TEXT FOR ANALYSIS:
════
By: Josh Knutsen (Loyola Sophomore)
This is another article based on the press conference Alderwoman Maria Hadden held with Loyola student reporters.
After an energetic start to her term beginning in 2019, Alderwoman Maria Hadden of the 49th Ward shared with a Loyola journalism class how she is looking to rebuild and improve Rogers Park as it recovers from the COVID-19 pandemic.
Prior to quarantine, Hadden prioritized homeless aid, trust within the community, open democratic involvement, and mental health resources. Given the harsh conditions of the pandemic, many of these became even more of an issue, presenting a unique storm for the alderwoman to weather.
“Right before the shutdown in March of 2020, we sat down in my office and I’m like, this COVID thing is here, and it’s coming, and what are the needs in our community and what can we do?” Hadden said. “We called upon community resources.”
Now that pandemic-related chaos has somewhat subsided, Hadden said that one of her biggest priorities is to again invest in the community.
“I think it’s important in establishing and re-establishing trust with neighbors,” Hadden said.
Before COVID-19, she held monthly town halls and would go regularly to knock on neighborhood doors as a way of meeting and hearing from her constituents. Once the pandemic hit, these interactions were forced online, a move that Hadden said hurt the effectiveness of citizens’ feedback.
════
DIRECTIONS:
1) From the article on Alderwoman Hadden, copy word for word the passage from "By: Josh Knutsen" to "alderwoman to weather.".
2) Condense the paragraph of the article on Alderwoman Hadden that begins "Prior to quarantine" into a short bulleted list that keeps its main facts.

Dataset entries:
════
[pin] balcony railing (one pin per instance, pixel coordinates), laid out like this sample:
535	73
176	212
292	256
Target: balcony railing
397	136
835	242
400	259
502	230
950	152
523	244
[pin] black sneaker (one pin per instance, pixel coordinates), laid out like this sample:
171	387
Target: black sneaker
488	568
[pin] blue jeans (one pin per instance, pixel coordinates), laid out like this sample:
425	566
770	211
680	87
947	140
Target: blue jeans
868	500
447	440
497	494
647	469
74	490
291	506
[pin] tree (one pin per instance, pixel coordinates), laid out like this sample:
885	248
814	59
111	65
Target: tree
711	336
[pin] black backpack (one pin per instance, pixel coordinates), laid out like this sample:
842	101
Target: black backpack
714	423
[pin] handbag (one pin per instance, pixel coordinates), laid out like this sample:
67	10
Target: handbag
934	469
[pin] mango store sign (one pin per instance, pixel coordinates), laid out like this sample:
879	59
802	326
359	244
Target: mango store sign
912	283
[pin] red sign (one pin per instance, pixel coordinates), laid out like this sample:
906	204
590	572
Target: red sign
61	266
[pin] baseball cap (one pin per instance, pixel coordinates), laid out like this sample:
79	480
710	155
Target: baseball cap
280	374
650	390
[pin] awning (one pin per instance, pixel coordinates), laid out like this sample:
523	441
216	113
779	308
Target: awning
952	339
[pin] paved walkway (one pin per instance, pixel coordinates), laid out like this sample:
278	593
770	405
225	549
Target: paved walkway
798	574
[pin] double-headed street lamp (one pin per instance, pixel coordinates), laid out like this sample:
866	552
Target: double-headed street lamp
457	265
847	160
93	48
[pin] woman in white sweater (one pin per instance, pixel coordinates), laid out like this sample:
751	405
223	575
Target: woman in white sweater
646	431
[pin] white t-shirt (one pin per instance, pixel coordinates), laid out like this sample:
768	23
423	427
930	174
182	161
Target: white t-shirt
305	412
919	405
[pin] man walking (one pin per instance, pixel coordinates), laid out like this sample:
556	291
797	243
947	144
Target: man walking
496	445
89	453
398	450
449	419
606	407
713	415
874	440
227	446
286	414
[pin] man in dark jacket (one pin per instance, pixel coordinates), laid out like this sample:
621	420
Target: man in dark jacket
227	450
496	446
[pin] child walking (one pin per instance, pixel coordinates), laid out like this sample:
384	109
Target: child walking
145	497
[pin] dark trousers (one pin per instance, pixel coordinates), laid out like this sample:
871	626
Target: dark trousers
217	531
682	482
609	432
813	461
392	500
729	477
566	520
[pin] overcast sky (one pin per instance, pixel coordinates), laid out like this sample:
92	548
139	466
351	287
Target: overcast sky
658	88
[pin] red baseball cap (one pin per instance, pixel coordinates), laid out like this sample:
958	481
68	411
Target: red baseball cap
════
RESPONSES FOR EACH TASK:
1)
By: Josh Knutsen (Loyola Sophomore)
This is another article based on the press conference Alderwoman Maria Hadden held with Loyola student reporters.
After an energetic start to her term beginning in 2019, Alderwoman Maria Hadden of the 49th Ward shared with a Loyola journalism class how she is looking to rebuild and improve Rogers Park as it recovers from the COVID-19 pandemic.
Prior to quarantine, Hadden prioritized homeless aid, trust within the community, open democratic involvement, and mental health resources. Given the harsh conditions of the pandemic, many of these became even more of an issue, presenting a unique storm for the alderwoman to weather.

2)
- Before quarantine, Hadden's priorities were homeless aid, trust within the community, open democratic involvement, and mental health resources.
- The pandemic's harsh conditions made many of these even bigger issues, a unique storm for her to weather.